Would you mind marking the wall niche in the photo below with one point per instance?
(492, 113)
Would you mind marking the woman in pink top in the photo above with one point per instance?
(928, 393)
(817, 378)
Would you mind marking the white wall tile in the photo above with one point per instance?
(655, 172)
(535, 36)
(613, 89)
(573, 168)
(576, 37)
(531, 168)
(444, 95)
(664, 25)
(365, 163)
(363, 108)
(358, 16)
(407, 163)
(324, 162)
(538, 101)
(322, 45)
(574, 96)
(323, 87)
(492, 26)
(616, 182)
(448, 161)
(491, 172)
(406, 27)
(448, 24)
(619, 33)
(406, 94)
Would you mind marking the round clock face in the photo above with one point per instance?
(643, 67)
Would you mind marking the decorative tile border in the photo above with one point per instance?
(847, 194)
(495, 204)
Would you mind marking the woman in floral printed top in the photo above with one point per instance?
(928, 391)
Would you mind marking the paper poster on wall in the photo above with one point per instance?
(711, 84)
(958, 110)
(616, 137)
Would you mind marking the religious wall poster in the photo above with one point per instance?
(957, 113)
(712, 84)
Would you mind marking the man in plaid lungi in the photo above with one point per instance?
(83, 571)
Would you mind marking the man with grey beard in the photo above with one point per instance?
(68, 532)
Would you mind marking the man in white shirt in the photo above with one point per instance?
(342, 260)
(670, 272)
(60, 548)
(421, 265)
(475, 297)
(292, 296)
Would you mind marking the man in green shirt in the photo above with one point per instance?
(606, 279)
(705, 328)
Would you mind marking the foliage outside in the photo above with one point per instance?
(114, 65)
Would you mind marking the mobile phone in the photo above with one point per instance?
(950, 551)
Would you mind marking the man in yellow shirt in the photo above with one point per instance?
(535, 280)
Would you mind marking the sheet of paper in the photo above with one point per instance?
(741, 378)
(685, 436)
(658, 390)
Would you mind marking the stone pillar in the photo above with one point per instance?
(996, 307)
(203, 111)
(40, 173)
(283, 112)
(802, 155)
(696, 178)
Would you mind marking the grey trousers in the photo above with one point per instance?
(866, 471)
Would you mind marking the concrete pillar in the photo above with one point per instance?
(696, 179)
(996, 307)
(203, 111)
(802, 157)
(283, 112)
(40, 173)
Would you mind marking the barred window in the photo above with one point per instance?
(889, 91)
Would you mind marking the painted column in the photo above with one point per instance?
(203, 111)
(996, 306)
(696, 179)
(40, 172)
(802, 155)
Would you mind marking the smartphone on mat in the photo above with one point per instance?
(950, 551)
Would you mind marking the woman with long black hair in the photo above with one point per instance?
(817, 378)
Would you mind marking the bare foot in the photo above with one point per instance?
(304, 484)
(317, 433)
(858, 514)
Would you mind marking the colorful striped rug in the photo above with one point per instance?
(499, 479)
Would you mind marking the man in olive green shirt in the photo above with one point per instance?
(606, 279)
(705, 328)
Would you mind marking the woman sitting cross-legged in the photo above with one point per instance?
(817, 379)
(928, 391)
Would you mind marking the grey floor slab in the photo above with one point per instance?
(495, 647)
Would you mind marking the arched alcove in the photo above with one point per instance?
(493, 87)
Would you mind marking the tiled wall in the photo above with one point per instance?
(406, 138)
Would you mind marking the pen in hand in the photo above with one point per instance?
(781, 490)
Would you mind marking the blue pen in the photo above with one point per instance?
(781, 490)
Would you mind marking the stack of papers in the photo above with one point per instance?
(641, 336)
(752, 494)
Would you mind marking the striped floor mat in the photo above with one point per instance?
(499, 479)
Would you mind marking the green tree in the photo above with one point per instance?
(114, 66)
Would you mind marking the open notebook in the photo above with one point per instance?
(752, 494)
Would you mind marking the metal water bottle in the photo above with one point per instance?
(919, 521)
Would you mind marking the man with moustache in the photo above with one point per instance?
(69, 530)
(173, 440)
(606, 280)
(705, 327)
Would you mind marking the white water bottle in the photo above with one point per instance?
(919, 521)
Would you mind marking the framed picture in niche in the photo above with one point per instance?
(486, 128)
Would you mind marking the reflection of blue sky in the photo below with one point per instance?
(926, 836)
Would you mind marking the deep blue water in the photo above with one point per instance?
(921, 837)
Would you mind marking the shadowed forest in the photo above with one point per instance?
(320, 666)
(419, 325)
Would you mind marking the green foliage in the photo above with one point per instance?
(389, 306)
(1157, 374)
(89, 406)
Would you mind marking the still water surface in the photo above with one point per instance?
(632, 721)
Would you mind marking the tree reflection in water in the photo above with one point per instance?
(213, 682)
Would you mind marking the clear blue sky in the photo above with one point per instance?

--------------------

What the task asks: Turn every line of the records above into a single numbered list, leaving out any blank lines.

Task response:
1. Would you mind marking the wall niche in the photo below with one point per instance?
2. (492, 113)
3. Would you mind marking the woman in pink top in the photo above with one point per instance?
4. (928, 393)
5. (817, 378)
6. Would you mind marking the white wall tile in the photo above with one point per instance?
7. (655, 172)
8. (535, 36)
9. (613, 89)
10. (573, 168)
11. (576, 37)
12. (531, 168)
13. (444, 95)
14. (664, 25)
15. (365, 163)
16. (363, 108)
17. (358, 16)
18. (407, 163)
19. (324, 162)
20. (538, 101)
21. (322, 45)
22. (574, 96)
23. (323, 87)
24. (492, 26)
25. (616, 182)
26. (448, 161)
27. (491, 172)
28. (406, 27)
29. (448, 24)
30. (619, 33)
31. (406, 94)
32. Would you mind marking the round clock face in the photo above with one point per instance?
33. (643, 67)
34. Would you mind marking the decorative tile border in the photo above with one point per instance?
35. (847, 194)
36. (495, 204)
37. Would you mind marking the woman in floral printed top in the photo above with one point per instance?
38. (928, 391)
39. Would you mind marking the paper poster on wall in the photo above with one point per instance?
40. (711, 84)
41. (958, 110)
42. (616, 137)
43. Would you mind marking the religious wall poster in the photo above with one point per instance?
44. (957, 113)
45. (712, 84)
46. Would you mind marking the man in plaid lungi in the photo above with one point per instance?
47. (83, 571)
48. Would you mind marking the man with grey beard in the photo above with one point per instance?
49. (68, 532)
50. Would you mind marking the man in white shirt in the photo above with one point per instance?
51. (342, 260)
52. (670, 272)
53. (60, 548)
54. (421, 265)
55. (475, 297)
56. (292, 296)
57. Would you mind marking the man in green shirt in the photo above with one point per instance?
58. (606, 279)
59. (705, 328)
60. Would you mind marking the foliage outside in the photo above with one point per instance?
61. (114, 65)
62. Would you mind marking the mobile phone in the photo above with one point per instance?
63. (950, 551)
64. Would you mind marking the man in yellow shirt in the photo above with one point per instance?
65. (535, 280)
66. Would you mind marking the sheet of paper in the photo above with one point per instance?
67. (741, 378)
68. (685, 436)
69. (658, 390)
70. Would you mind marking the stone pillar in the photo above with one point per instance?
71. (996, 307)
72. (203, 111)
73. (40, 173)
74. (283, 112)
75. (802, 155)
76. (696, 178)
77. Would you mind marking the grey trousers in the photo above with one point per instance?
78. (866, 471)
79. Would you mind marking the concrete pillar in the photo above with one point per instance?
80. (696, 179)
81. (996, 307)
82. (203, 111)
83. (802, 157)
84. (283, 112)
85. (40, 173)
86. Would you mind marking the barred window in the photo above with one point per instance?
87. (889, 91)
88. Would you mind marking the painted column in the photo above with one point per instance?
89. (203, 111)
90. (996, 306)
91. (696, 179)
92. (40, 172)
93. (802, 155)
94. Would you mind marking the smartphone on mat in the photo above with one point per instance?
95. (950, 551)
96. Would you mind marking the woman with long black hair in the photo above with one point per instance?
97. (817, 378)
98. Would you mind marking the bare foot in the photo above with one point per instance?
99. (304, 484)
100. (317, 433)
101. (858, 514)
102. Would you mind marking the colorful striped rug in the photo above with one point per instance?
103. (499, 479)
104. Would you mind marking the man in olive green shirt in the photo above with one point per instance?
105. (606, 279)
106. (705, 328)
107. Would you mind marking the woman sitting cross-legged in the photo above with one point per instance?
108. (817, 379)
109. (928, 391)
110. Would you mind marking the grey floor slab in the photo above with one point per instance?
111. (495, 647)
112. Would you mind marking the arched alcove in the photo above with one point per instance?
113. (493, 87)
114. Would you mind marking the tiled wall in the photo above with one point per instance?
115. (406, 138)
116. Would you mind marking the pen in hand in the photo above with one point per instance?
117. (781, 490)
118. Would you mind marking the blue pen in the photo above with one point per instance?
119. (781, 490)
120. Would you mind marking the stack of papers in the photo above with one point per instance?
121. (641, 336)
122. (752, 494)
123. Would you mind marking the striped floor mat in the photo above with one point per instance?
124. (499, 479)
125. Would you mind marking the green tree in the photo above with one point per instance?
126. (114, 66)
127. Would you mind marking the open notebook in the photo above with one point per instance?
128. (752, 494)
129. Would you mind marking the metal water bottle in the photo above with one point per instance?
130. (919, 521)
131. Would you mind marking the man with moustache in the photo above with one point per instance?
132. (69, 530)
133. (173, 440)
134. (606, 280)
135. (705, 327)
136. Would you mind marking the white water bottle in the photo above with one point per instance?
137. (919, 521)
138. Would you mind marking the framed picture in niche in the photo above with one point per instance?
139. (486, 128)
140. Would you mind marking the reflection of blue sky in the photo below with one point per instance?
141. (926, 836)
142. Would you mind marking the deep blue water in the photo above with one point per instance?
143. (921, 837)
144. Would you mind marking the shadowed forest in the photo above with one point per instance?
145. (320, 666)
146. (419, 325)
147. Would you mind marking the green foliage in the photo above with one point per instance?
148. (389, 306)
149. (1157, 374)
150. (89, 406)
151. Would you mind marking the still water surface in the photo above with one point per instance?
152. (632, 721)
153. Would you mind marking the tree reflection in water in the photo above with one point per instance?
154. (213, 682)
155. Would you mind marking the clear blue sky in the photo above with one point per instance?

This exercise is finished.